**Description of the task:** Identify each line in the listing below that contains the string "cluster", treating uppercase and lowercase as distinct, and copy those lines.

==== Data for processing

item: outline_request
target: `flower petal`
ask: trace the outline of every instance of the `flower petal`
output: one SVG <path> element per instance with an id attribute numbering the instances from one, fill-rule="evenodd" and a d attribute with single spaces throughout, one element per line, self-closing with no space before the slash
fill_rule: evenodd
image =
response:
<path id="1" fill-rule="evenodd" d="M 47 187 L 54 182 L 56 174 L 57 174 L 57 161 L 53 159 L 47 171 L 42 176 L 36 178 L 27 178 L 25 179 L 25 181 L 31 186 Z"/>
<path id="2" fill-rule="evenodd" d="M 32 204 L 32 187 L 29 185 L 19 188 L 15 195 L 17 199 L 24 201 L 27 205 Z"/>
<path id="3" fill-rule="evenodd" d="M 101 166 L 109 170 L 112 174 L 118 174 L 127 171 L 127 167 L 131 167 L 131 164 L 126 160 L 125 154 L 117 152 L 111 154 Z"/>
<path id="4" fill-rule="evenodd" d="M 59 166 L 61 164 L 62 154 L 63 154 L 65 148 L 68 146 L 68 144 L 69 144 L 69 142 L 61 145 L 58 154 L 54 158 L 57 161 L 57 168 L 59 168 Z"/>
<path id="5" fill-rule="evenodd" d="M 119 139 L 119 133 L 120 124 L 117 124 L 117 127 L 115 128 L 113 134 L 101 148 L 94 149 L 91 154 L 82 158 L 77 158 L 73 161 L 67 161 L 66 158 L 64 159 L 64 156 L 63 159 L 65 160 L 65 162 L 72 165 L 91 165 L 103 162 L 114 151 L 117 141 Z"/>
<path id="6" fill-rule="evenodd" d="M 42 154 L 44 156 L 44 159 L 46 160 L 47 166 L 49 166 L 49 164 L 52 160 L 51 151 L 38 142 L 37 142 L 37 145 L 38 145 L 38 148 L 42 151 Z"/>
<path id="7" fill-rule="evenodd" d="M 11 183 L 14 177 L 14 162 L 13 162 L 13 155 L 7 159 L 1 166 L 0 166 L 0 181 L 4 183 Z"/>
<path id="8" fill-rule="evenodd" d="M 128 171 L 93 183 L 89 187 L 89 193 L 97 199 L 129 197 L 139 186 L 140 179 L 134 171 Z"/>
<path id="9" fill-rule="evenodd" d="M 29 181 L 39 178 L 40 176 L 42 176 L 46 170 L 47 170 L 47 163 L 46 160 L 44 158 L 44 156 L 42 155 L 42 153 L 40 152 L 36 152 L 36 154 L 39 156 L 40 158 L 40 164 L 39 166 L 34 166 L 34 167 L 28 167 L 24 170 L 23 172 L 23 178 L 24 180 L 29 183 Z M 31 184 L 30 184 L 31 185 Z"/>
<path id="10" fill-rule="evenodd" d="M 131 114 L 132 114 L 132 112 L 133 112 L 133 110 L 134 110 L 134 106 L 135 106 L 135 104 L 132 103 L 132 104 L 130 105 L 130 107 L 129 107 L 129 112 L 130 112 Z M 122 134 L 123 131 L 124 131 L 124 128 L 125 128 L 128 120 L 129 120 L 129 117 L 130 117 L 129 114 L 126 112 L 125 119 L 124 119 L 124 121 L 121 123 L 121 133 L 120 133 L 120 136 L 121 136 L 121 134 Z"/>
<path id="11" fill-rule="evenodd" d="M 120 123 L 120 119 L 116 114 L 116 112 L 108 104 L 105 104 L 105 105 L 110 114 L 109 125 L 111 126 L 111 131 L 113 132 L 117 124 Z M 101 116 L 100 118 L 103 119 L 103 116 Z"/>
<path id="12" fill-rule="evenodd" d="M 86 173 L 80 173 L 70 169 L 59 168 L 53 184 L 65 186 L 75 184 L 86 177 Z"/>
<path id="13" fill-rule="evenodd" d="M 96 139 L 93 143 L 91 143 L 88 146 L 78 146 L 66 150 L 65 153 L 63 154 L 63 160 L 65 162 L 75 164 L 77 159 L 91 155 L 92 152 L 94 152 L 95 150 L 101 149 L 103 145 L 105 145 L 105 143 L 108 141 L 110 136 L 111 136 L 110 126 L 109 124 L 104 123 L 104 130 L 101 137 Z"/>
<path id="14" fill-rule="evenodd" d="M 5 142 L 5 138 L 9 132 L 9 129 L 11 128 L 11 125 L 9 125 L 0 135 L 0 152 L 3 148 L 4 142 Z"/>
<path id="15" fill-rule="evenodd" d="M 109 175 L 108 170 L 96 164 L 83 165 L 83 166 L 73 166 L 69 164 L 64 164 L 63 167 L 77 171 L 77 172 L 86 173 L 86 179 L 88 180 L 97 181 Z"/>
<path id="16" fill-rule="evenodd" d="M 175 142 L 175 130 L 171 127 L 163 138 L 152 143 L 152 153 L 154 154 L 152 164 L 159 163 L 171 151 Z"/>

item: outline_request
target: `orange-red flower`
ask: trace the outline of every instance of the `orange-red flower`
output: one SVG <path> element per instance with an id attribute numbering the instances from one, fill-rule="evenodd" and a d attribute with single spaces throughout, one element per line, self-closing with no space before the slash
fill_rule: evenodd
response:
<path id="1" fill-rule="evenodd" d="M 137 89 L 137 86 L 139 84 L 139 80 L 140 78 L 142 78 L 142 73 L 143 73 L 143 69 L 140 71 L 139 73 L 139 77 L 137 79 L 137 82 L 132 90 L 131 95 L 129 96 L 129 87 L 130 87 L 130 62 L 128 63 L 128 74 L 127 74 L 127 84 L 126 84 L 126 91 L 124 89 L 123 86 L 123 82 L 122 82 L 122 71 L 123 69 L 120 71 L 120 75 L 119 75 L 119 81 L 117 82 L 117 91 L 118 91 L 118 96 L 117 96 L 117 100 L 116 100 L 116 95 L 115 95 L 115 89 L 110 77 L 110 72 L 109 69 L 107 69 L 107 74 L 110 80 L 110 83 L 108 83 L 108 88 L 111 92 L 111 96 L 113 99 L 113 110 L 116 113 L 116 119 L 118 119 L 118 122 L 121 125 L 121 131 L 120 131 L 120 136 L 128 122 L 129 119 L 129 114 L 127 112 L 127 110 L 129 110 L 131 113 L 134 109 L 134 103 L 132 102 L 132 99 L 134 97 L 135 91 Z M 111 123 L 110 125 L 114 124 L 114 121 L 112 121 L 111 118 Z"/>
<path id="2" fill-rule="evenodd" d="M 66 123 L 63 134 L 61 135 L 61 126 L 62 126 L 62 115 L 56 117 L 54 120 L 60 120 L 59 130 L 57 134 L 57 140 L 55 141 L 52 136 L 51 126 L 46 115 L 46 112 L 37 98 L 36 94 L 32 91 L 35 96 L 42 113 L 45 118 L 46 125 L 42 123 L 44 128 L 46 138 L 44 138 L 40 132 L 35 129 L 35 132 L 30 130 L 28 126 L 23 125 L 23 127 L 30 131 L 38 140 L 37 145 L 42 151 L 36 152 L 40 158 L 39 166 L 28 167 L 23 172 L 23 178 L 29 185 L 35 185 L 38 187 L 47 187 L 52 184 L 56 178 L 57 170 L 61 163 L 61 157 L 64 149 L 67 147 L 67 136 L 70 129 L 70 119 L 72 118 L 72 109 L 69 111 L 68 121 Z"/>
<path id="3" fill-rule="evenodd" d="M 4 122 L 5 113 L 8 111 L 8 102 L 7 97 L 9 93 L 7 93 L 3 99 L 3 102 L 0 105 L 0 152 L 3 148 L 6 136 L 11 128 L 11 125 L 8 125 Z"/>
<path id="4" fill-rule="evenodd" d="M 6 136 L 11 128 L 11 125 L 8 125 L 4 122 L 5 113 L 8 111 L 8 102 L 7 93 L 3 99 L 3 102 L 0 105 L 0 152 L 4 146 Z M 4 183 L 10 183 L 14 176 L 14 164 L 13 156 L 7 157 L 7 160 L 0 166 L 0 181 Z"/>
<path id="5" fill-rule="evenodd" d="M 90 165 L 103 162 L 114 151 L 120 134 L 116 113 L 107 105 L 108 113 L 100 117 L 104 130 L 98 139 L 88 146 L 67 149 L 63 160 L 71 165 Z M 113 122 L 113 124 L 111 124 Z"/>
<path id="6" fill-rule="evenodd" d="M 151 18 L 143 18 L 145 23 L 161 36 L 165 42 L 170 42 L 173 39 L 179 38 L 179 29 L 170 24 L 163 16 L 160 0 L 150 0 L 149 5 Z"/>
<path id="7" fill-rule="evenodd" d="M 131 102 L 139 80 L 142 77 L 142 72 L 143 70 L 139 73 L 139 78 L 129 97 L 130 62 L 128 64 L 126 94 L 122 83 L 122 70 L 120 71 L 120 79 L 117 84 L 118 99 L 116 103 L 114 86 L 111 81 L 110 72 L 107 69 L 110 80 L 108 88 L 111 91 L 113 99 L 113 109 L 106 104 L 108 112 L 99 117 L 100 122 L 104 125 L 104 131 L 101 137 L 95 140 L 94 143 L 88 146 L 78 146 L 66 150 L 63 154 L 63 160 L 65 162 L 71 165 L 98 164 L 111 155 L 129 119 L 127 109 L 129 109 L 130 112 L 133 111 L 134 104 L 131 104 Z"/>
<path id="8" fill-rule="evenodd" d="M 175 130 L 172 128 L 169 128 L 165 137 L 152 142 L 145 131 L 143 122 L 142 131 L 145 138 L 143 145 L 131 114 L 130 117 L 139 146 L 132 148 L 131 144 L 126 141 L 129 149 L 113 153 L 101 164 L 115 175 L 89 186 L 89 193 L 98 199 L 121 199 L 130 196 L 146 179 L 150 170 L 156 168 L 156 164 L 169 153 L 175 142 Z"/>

========
==== Data for processing

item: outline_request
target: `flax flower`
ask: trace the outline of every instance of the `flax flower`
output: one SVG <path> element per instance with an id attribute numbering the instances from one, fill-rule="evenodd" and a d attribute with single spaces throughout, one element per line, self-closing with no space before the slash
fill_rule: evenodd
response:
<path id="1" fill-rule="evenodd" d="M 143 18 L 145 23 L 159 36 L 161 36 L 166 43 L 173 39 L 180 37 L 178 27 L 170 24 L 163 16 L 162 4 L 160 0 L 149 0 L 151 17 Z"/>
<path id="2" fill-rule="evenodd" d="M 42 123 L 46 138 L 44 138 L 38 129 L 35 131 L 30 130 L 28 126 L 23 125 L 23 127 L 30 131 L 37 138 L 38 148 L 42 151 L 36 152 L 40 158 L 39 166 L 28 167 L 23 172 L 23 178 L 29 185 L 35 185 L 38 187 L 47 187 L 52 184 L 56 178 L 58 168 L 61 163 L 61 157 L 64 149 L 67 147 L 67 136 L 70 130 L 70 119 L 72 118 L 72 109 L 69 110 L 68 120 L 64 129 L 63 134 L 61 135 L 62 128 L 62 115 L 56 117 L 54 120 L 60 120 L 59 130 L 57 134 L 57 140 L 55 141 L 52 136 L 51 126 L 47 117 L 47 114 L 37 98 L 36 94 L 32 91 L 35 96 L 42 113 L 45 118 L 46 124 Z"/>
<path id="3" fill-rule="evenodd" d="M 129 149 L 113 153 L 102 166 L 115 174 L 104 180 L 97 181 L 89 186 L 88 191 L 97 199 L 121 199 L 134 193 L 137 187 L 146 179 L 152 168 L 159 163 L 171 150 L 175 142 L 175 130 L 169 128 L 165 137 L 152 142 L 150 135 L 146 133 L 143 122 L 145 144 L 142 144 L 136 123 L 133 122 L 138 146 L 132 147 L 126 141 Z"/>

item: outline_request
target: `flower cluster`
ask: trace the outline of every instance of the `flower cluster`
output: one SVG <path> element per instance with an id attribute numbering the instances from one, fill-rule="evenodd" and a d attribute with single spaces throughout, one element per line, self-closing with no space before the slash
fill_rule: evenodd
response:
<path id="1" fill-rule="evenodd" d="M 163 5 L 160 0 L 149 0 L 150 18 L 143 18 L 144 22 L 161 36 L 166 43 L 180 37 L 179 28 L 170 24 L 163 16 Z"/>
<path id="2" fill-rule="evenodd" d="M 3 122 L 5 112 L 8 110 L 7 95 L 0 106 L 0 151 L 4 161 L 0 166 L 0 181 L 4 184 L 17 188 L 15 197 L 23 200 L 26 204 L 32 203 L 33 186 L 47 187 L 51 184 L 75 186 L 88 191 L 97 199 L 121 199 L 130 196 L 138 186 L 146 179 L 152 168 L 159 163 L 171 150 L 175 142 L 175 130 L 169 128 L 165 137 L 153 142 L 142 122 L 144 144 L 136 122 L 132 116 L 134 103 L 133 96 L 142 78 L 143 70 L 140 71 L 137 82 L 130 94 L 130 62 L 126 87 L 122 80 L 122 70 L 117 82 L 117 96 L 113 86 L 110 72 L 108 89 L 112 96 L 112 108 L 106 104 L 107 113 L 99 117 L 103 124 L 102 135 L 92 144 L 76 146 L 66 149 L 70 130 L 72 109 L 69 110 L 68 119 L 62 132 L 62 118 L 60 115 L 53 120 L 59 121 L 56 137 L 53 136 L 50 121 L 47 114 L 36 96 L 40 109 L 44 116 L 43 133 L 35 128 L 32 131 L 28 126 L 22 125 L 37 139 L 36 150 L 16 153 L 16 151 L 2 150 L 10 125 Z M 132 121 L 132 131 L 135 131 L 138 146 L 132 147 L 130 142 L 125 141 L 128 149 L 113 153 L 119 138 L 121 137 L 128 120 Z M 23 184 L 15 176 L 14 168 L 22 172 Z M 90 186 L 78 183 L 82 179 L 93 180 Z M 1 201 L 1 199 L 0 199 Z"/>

========

**Correct response:**
target: `flower cluster`
ask: trace the outline of every instance of the `flower cluster`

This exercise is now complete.